(DATA TO PROCESS Opens)

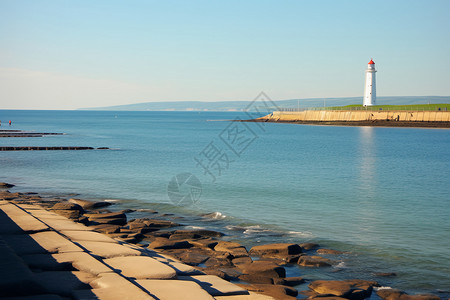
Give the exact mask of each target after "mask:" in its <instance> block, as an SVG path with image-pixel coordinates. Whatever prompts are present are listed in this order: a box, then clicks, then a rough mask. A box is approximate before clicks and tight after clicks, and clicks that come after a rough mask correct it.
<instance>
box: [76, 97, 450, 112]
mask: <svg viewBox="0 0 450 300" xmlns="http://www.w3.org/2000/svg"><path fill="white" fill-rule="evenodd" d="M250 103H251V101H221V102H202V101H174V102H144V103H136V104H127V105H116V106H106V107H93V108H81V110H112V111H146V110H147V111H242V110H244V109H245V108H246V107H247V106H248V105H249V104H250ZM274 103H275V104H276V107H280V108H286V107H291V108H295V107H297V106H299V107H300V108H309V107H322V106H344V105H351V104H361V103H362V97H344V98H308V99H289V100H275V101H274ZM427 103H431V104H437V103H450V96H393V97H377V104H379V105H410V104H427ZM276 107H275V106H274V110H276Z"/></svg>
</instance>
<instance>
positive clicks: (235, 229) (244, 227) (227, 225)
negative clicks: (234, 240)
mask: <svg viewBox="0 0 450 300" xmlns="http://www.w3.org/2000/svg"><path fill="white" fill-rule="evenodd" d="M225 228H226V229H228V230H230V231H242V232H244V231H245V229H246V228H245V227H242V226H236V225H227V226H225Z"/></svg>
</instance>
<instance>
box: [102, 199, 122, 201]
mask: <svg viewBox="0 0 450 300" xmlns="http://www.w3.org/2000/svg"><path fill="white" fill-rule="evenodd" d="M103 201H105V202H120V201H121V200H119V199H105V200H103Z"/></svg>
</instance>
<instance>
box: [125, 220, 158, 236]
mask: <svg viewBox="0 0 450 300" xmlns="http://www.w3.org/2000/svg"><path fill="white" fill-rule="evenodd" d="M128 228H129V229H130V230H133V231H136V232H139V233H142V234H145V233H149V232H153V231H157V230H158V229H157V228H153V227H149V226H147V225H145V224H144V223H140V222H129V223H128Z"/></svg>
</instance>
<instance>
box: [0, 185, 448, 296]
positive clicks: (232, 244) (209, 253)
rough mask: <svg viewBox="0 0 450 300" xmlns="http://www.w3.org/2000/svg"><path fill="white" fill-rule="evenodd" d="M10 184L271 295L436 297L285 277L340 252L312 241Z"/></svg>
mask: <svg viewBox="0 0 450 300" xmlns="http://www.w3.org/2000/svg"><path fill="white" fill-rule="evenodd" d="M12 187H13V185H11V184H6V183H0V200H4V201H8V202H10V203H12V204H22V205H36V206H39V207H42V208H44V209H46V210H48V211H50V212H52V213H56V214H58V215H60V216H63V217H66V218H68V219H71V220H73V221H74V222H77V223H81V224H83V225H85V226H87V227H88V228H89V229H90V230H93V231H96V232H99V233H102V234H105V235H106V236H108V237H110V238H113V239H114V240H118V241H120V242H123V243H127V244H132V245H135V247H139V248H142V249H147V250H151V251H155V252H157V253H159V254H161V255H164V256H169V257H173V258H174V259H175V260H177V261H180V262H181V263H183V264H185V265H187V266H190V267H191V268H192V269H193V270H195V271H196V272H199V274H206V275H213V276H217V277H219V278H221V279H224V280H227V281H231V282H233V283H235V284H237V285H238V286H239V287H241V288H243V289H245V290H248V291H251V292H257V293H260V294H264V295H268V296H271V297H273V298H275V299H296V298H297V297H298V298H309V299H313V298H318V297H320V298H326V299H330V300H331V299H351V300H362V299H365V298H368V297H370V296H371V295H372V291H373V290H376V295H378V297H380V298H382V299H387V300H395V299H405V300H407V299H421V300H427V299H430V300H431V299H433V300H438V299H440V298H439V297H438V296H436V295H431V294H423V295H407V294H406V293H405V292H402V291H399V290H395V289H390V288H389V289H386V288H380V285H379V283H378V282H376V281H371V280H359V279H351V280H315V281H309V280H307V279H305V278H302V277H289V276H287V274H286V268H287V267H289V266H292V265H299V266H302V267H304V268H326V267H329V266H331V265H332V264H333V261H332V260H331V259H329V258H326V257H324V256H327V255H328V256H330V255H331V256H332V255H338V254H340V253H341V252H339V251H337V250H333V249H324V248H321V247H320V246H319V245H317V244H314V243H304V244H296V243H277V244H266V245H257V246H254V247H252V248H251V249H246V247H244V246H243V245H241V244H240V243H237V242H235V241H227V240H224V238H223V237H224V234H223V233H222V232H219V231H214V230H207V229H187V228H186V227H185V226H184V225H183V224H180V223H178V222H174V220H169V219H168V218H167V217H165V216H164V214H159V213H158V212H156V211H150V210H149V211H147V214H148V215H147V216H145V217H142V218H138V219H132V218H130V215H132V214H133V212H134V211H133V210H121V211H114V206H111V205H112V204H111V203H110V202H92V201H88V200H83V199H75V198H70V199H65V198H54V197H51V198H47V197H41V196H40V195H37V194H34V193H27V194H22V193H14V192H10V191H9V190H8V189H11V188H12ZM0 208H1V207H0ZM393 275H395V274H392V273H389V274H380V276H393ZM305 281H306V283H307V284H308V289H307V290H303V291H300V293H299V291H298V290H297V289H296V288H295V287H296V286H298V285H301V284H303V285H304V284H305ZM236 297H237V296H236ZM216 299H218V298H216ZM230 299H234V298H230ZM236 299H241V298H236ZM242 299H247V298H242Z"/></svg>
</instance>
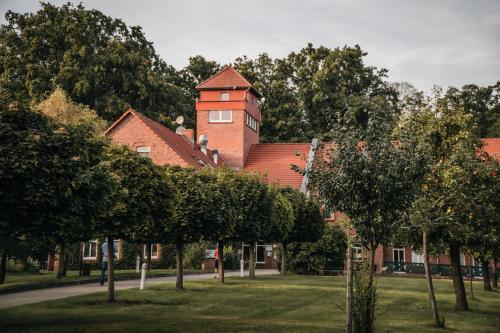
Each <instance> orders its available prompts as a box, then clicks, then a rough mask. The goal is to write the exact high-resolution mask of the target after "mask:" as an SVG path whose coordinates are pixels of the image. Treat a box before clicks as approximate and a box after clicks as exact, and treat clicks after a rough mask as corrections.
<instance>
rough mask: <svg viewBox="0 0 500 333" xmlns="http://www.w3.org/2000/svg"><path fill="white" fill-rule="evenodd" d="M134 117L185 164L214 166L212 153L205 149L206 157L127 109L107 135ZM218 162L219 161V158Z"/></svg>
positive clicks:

(DATA TO PROCESS Closes)

» **WHAT IS EXPECTED**: Once you have read through the entries, say how many of their lines include the string "before" and give nothing but that number.

» **FINAL ANSWER**: 2